>> BEGIN Extracted text

P. v. Carlsen
Filed 10/11/07 P. v. Carlsen CA5
NOT TO BE PUBLISHED IN OFFICIAL REPORTS
California Rules of Court, rule 8.1115(a), prohibits courts and parties from citing or relying on opinions not certified for publication or ordered published, except as specified by rule 8.1115(b). This opinion has not been certified for publication or ordered published for purposes of rule 8.1115.
IN THE COURT OF APPEAL OF THE STATE OF CALIFORNIA
FIFTH APPELLATE DISTRICT
THE PEOPLE, Plaintiff and Respondent, v. BRIAN CHRISTOPHER CARLSEN, Defendant and Appellant. | F051626 (Super. Ct. Nos. VCF129503, VCF140569 and VCF150697) O P I N I O N |
THE COURT*
APPEAL from a judgment of the Superior Court of Tulare County. James W. Hollman, Judge.
William A. Davies, under appointment by the Court of Appeal, for Defendant and Appellant.
Edmund G. Brown, Jr., Attorney General, Dane R. Gillette, Chief Assistant Attorney General, Michael P. Farrell, Senior Assistant Attorney General, Louis M. Vasquez, Brian Alvarez and Kathleen A. McKenna, Deputy Attorneys General, for Plaintiff and Respondent.
Appellant, Brian Christopher Carlsen, contends the trial court violated his plea agreement by imposing a sentence greater than indicated in the original negotiated disposition. Appellant further argues that certain restitution fines were improperly imposed.
Before appellant changed his plea to no contest to various charges in three cases, the court advised appellant:
Now what the court has indicated, if you want to go ahead and plead today and take Drug Court, is Im going to place you on probation, give you 180 days for all three of these cases, and then as part of your probation youre going to go into the Drug Court program and successfully complete that program.

>> END Extracted text

Aim 1: List the Superior Court case numbers given in the Carlsen opinion.
Aim 2: According to the Carlsen opinion, which county's Superior Court issued the judgment under appeal?
Aim 3: Carry on the Carlsen opinion from the point where it stops, maintaining its formal style.

>> BEGIN Entries shown

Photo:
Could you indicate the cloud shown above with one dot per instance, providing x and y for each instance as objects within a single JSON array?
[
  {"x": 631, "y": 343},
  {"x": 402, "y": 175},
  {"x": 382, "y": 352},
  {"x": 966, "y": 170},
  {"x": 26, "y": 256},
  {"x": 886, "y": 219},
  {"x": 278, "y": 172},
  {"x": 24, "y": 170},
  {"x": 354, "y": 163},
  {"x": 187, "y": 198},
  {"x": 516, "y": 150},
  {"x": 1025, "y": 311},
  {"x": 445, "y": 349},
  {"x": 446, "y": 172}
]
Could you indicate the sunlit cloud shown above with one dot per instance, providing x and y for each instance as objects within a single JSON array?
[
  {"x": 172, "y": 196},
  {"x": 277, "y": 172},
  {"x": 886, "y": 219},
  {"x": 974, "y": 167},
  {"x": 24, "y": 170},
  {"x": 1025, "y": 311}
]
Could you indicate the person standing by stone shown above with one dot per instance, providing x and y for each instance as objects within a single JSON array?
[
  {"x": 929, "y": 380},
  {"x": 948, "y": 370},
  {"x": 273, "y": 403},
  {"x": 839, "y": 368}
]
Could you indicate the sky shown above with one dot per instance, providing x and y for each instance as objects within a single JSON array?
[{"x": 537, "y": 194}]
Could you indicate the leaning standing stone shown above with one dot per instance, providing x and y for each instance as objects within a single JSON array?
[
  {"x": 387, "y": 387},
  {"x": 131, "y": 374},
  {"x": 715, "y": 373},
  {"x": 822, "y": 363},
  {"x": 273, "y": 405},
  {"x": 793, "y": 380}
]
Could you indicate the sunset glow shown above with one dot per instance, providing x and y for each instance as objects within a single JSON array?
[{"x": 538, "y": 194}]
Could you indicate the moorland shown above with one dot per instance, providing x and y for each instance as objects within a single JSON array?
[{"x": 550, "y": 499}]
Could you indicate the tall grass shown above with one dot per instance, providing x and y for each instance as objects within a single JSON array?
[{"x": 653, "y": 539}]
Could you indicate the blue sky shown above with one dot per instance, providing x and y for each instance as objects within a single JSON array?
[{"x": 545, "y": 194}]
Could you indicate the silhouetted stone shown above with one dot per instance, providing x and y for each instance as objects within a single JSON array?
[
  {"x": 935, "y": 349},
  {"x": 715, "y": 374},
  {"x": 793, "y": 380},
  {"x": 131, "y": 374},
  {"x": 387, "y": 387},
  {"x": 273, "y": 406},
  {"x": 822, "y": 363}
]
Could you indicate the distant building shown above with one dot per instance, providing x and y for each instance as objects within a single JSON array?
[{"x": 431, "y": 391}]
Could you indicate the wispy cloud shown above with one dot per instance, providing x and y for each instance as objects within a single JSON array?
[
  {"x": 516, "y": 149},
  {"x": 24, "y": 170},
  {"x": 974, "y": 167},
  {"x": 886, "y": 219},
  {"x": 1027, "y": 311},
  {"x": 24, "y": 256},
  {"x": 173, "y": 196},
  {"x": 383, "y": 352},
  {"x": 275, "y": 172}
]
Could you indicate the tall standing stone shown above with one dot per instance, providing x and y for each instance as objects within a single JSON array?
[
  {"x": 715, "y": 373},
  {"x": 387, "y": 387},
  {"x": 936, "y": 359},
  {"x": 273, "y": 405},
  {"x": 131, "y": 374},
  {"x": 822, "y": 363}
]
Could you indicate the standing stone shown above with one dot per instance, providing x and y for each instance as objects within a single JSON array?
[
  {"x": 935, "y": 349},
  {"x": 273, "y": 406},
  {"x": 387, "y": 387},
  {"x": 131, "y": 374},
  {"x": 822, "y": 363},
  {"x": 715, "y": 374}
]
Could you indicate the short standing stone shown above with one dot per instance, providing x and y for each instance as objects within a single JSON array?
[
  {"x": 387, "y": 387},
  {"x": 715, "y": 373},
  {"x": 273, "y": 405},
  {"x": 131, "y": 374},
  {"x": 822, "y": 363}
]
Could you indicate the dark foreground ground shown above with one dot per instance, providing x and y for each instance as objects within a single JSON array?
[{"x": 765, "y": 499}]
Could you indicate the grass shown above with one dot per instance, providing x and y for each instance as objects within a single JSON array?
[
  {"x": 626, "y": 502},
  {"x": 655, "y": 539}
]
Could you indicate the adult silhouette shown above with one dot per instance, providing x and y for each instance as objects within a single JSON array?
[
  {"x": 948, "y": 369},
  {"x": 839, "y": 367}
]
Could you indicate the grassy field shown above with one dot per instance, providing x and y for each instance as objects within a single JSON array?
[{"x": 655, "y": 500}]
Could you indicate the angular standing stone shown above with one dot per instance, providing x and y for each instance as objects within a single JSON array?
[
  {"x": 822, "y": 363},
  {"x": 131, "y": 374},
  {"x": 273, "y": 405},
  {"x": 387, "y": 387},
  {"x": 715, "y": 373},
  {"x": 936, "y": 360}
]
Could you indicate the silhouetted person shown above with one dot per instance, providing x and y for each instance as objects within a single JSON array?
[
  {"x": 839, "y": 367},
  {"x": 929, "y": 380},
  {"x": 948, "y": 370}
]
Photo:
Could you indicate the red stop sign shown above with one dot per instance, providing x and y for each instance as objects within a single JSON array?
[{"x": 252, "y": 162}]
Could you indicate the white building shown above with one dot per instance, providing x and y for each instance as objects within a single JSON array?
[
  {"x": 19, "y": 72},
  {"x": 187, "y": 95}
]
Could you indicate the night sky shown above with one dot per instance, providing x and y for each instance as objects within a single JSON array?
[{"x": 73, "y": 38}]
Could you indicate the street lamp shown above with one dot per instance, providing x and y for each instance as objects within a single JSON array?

>> END Entries shown

Expected output 1: VCF129503, VCF140569, VCF150697

Expected output 2: The Superior Court of Tulare County.

Expected output 3:
However, appellant was found ineligible and not accepted into the drug court program. The court then sentenced appellant to an aggregate term of 240 days.
Appellant argues, and respondent agrees, that the court erred in unilaterally increasing the sentence. Appellant initially asserted that the appropriate remedy was specific performance of the plea agreement. Nevertheless, in his reply brief, appellant concedes that under these circumstances, the proper remedy is to allow him to withdraw his no contest plea and go to trial on the original charges. This is correct. Courts find withdrawal of the plea to be the appropriate remedy when specifically enforcing the bargain would have limited the judges sentencing discretion in light of the development of additional information or changed circumstances between acceptance of the plea and sentencing. (People v. Mancheno (1982) 32 Cal.3d 855, 861.) Here, the circumstances changed, i.e., appellant was not accepted into the drug court program.
Since this case will be remanded and appellant allowed to withdraw his no contest plea, appellant concedes that the balance of his claims relating to restitution fines are moot.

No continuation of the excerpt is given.